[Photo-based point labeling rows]
● ● ●
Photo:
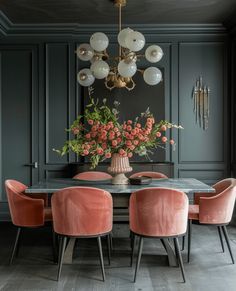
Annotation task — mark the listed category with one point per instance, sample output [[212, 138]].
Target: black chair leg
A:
[[140, 248], [54, 247], [228, 242], [15, 247], [189, 237], [221, 239], [111, 240], [132, 249], [109, 249], [61, 256], [183, 243], [176, 242], [101, 257]]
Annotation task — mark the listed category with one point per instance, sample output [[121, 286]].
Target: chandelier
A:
[[118, 70]]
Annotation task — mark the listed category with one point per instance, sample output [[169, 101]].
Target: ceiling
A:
[[104, 12]]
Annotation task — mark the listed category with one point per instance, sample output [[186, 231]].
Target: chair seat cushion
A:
[[193, 212], [47, 214]]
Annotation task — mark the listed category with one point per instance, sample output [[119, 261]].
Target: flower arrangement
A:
[[98, 134]]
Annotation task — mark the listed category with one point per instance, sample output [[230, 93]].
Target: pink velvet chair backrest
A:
[[82, 211], [155, 175], [218, 209], [25, 211], [92, 175], [159, 212]]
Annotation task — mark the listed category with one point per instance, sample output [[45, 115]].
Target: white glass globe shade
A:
[[123, 34], [127, 70], [85, 77], [99, 41], [135, 41], [100, 69], [153, 53], [84, 52], [152, 76]]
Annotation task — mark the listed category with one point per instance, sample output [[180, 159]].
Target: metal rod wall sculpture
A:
[[201, 95]]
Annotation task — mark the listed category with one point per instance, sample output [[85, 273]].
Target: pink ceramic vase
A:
[[119, 166]]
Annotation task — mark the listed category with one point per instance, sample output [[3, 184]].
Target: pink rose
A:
[[94, 128], [107, 155], [130, 155], [163, 128], [114, 143], [100, 151], [129, 127], [104, 145], [158, 134], [164, 139], [121, 151], [75, 130], [133, 132], [128, 142]]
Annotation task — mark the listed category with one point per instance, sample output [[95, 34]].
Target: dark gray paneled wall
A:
[[38, 79], [233, 103]]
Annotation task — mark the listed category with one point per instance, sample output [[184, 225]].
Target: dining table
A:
[[120, 195]]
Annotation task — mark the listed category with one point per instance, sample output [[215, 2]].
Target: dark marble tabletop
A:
[[187, 185]]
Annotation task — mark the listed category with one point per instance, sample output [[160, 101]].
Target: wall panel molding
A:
[[8, 28], [57, 82]]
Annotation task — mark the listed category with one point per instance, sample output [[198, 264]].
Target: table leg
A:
[[68, 255], [170, 252]]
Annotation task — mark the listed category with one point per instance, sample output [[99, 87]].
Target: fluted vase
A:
[[119, 166]]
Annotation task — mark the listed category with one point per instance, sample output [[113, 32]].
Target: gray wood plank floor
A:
[[33, 269]]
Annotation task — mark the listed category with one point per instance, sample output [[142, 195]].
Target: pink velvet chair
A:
[[158, 213], [82, 212], [92, 175], [25, 212], [214, 209], [155, 175]]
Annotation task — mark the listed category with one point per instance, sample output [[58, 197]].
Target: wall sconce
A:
[[201, 94]]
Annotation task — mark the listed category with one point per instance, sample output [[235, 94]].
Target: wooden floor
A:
[[33, 269]]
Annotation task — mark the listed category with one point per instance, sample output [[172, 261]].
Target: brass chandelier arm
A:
[[118, 70], [141, 71]]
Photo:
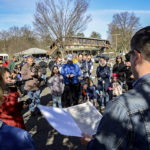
● ● ●
◆ **Description of the task**:
Reproduce the rows from the line containing "output [[58, 197]]." through the end of the rows, both included. Omit the pictures.

◆ **Result of this task**:
Annotation task — mark the listed category with one point per instance, sample output [[58, 197]].
Target: wall sconce
A:
[[201, 94]]
Annotation task — mark the listed category with one point per instance, sample output [[235, 94]].
Target: wooden floor
A:
[[33, 269]]
Annotation task — mark the listed category with one point per instance, sample output [[172, 261]].
Target: brass chandelier arm
A:
[[118, 70], [141, 71]]
Photo:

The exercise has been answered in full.